- [INSTRUCTIONS TO FOLLOW]:
Where a picture shows up in the listing below, omit it and output the rest exactly.

*** Begin section ***

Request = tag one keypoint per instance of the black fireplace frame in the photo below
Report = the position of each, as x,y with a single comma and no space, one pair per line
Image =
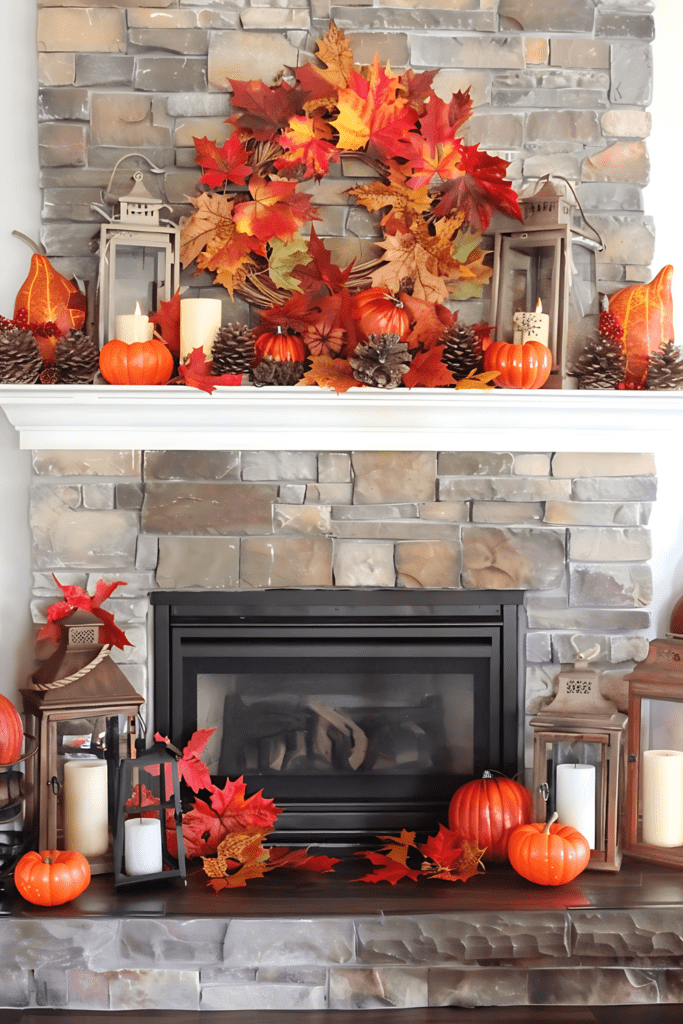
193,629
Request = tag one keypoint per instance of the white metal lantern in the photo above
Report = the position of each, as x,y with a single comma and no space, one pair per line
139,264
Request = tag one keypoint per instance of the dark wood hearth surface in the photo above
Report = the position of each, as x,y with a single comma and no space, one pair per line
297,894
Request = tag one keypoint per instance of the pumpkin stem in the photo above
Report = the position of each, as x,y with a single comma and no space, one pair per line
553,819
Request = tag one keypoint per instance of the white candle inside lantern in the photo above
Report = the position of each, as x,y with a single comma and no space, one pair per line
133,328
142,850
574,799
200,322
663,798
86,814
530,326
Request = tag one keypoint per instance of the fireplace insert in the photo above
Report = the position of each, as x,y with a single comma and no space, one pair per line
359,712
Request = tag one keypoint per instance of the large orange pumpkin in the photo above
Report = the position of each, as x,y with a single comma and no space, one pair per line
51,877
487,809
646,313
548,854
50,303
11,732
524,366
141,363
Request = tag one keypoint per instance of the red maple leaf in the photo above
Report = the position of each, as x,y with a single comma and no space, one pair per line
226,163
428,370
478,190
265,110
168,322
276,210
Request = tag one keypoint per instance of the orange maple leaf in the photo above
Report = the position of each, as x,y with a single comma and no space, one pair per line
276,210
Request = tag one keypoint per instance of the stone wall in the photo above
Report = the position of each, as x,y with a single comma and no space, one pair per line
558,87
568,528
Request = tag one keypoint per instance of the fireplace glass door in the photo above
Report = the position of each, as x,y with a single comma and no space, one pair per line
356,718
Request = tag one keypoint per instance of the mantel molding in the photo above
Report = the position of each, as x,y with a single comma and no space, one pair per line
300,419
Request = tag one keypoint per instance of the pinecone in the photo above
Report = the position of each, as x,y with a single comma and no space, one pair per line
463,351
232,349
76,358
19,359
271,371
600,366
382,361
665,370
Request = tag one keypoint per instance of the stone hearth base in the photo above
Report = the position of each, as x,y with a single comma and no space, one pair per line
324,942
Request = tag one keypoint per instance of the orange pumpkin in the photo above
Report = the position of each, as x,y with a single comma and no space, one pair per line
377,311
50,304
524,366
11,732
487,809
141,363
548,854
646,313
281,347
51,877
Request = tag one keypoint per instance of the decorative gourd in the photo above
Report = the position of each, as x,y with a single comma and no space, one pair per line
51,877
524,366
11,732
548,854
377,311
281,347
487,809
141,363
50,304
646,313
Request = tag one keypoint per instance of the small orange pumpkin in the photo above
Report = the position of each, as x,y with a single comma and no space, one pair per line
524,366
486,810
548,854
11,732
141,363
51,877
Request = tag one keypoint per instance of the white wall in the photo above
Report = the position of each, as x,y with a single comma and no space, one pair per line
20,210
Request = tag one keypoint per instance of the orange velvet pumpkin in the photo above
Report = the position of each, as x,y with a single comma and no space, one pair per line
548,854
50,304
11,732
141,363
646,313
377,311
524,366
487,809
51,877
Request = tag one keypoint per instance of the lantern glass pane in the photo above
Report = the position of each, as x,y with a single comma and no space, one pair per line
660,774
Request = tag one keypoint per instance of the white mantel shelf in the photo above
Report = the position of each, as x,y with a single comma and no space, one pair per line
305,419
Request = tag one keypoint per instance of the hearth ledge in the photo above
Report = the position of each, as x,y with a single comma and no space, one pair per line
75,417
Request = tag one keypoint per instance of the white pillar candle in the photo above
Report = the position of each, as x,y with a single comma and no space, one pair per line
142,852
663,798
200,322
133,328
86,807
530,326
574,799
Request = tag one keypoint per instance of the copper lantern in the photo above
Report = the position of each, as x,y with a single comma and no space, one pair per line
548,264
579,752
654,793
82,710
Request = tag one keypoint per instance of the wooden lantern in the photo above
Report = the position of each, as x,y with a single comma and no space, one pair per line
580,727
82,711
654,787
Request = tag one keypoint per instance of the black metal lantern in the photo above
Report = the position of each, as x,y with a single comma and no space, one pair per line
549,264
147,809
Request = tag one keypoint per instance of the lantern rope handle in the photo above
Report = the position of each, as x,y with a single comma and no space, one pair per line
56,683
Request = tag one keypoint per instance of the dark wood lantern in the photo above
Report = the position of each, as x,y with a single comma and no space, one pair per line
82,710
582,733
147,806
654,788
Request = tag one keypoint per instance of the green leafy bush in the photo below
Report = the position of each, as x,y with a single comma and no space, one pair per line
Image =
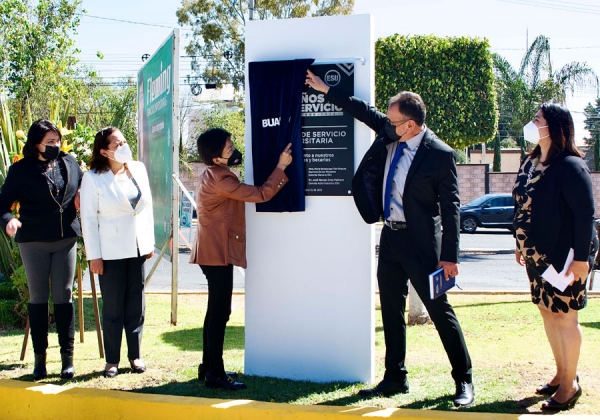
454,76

*** End section ***

- [THE COMPLETED TASK]:
Request = tag one keypoint per instance of the black fireplace frame in the photo below
Report = the position of each, as x,y with a single comma and no space, one pair per line
Image =
193,629
Request = tag one keypoint per instance of the white metal lantern in the photo above
Report = the position of each, as x,y with a single comma and no space, one pair per line
139,264
Request = tag one keypoint per instance of the dark wood hearth surface in the photo above
Report = the position of each, as x,y with a single comma and no space, one pair per line
297,894
Request = tag one keypoint per instance of the pumpkin stem in the photo above
Report = the position of each, as x,y with a single comma and no space, one pair per line
553,819
Request = tag one keypoint per instance of the white candle inside lantern in the photo above
Report = the position of each, as x,y with a single comma and no space, one pair per line
133,328
142,850
574,799
200,322
663,798
86,814
530,326
Request = tag one keypoint per instance of the fireplace insert in the photo above
Report = the position of each, as x,y with a single comma and no space, one pair per line
359,712
Request = tag one keypoint per instance of the large orange pumpkin in the photo above
Report = the position of each, as x,y with a single comma and no space, one pair per line
51,877
487,809
646,313
548,854
50,303
11,732
524,366
141,363
Request = tag one keypoint per instance of the red maple leaf in the photo above
Report = the position of each, as x,y with a single comma and no space, one pair per line
226,163
428,370
478,190
265,110
168,322
276,210
Request = tag one keypoint per instance of the orange maple leaf in the photo above
Report = the position of each, as x,y with a single comma and no space, one pair per line
276,210
Request = tag one keypoint per instance of the stone wall in the photo above
Report = the position of each, as x,y with a single comma and no space, one pair per line
558,87
568,528
Request = tag one keypoint per instance of the fireplace glass door in the photo above
Report = the position of each, as x,y with a single comma and no space, one pair per line
356,718
Request = tag one keypoint per instance of the mantel molding in the photo above
Report = the position of each, as x,y with a single comma and no space, one pair per line
300,419
Request = tag one keypoint per instance of the pinecone in the photo above
Report = the position of each, as x,y with a single comma and no space, one pair per line
463,351
232,349
76,358
19,359
271,371
600,366
382,361
665,370
Request = tag one keypoint per instance of the stone hearth base in the photo above
Report = the position of each, as x,y with a single comma and no space, one pair per line
324,942
Request = tag one keypoint per instance of the orange pumpkin in the photo above
Report = the position of each, as x,y with a single comma and no space, one pair per line
377,311
50,304
524,366
11,732
487,809
141,363
548,854
646,313
281,347
51,877
Request = tag one keypoint per instance of the decorative gourd in the photo above
Report = the position of each, as x,y with a single comma and no space, one pair per line
51,877
524,366
11,732
548,854
377,311
281,347
487,809
141,363
50,304
646,313
Request = tag one keypoint per instance of the small orange pumpkin in the photo above
Report = the position of each, as x,y with a single comma and no space, one pair per line
524,366
486,810
548,854
11,732
141,363
51,877
Request = tag one keypoint per instance of the white wall in the photo above
Report = the position of each, as x,y with a single comma and no space, one pair per line
20,210
Request = tag one keypoint per instance of the orange velvet pumpkin in the photo above
Report = the position of each, as x,y with a single comma and no space, one pair per line
548,854
50,304
11,732
141,363
646,313
377,311
524,366
487,809
51,877
Request = tag one keypoint per instance of the lantern glass pane in the photo above
Report = the position of each, as x,y with a single comma and no space, one pair per line
660,774
Request = tag one keypoint per instance of the white mantel shelf in the photo above
Report = the position of each, as x,y with a single comma and no space, one pair per line
305,419
Request = tag one keypoint per instance of the hearth ledge in the photo above
Report = the position of each, as x,y with a single comma and no space, one pair per line
75,417
Request = tag one keypoint per instance of the white pillar candle in the photo above
Report = the position of each, as x,y with a single comma and no space, one pair per line
142,852
663,798
200,322
133,328
86,807
530,326
574,799
Request = tag one keypoint per instance of the copper lantern in the photo above
Report = the position of each, as x,y with a single comma and no space, one pair per line
548,264
579,752
654,793
82,710
Request = tag one keypoint per instance of the wooden lantern in the photo above
Report = the position of each, as x,y with a single comma and no space, one pair per line
580,727
82,711
654,787
Request = tag one keypoint per instance of the black metal lantern in the photo above
Report = the position of each, as x,y with a single comma and no space, one pair per line
549,264
147,809
Request = tag one keypoint per instance of the lantern rope handle in the photo above
Report = the position of each, as x,y with a single comma and no space, one pair per line
56,683
Request = tag one keypoint per instance of the dark wood lantern in the photo above
Report = the position of each, as x,y with a single comma and no space, one pair per line
82,710
582,733
147,806
654,788
Request = tag one keypoint per instance of the green leafy bush in the photo below
Report = the position of each, as x,y with a single comma and no space, one pair per line
Image =
454,76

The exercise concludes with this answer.